(Kutipan Teks)
——

Badan Usaha Milik Negara (“BUMN”) memegang peranan strategis dalam penyelenggaraan fungsi negara, khususnya sebagai pelaksana pelayanan publik melalui konsep Public Service Obligation (“PSO”). Konsep ini mencerminkan kewajiban negara untuk menjamin tersedianya layanan dasar serta kebutuhan pokok bagi masyarakat luas. Keberadaan BUMN tidak hanya dimaknai sebagai entitas bisnis, tetapi juga sebagai perpanjangan tangan pemerintah dalam mengelola serta menguasai sektor-sektor produksi yang strategis dan vital bagi kehidupan bangsa [5]. Penguasaan tersebut termasuk pula terhadap sumber daya alam seperti bumi, air, dan kekayaan alam yang terkandung di dalamnya, yang penggunaannya harus diarahkan sepenuhnya untuk mewujudkan kemakmuran rakyat sebagaimana diamanatkan oleh konstitusi [6].

——

(Data yang Disediakan)
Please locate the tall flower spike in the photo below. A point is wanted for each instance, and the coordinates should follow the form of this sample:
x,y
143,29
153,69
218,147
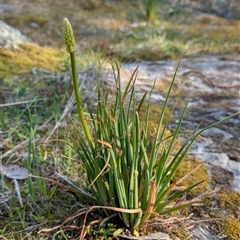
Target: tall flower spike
x,y
68,35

——

(Petunjuk Tugas)
**A)** Menurut kutipan teks tentang BUMN, mengapa keberadaan BUMN tidak hanya dimaknai sebagai entitas bisnis? Jelaskan dalam satu sampai tiga kalimat.
**B)** Dalam kutipan teks tentang BUMN, sumber daya alam apa saja yang disebut termasuk dalam penguasaan tersebut?

(Daftar Jawaban)
**A)** Keberadaan BUMN tidak hanya dimaknai sebagai entitas bisnis karena BUMN juga merupakan perpanjangan tangan pemerintah. Perannya adalah mengelola dan menguasai sektor-sektor produksi yang strategis dan vital bagi kehidupan bangsa.

**B)** Bumi, air, dan kekayaan alam yang terkandung di dalamnya.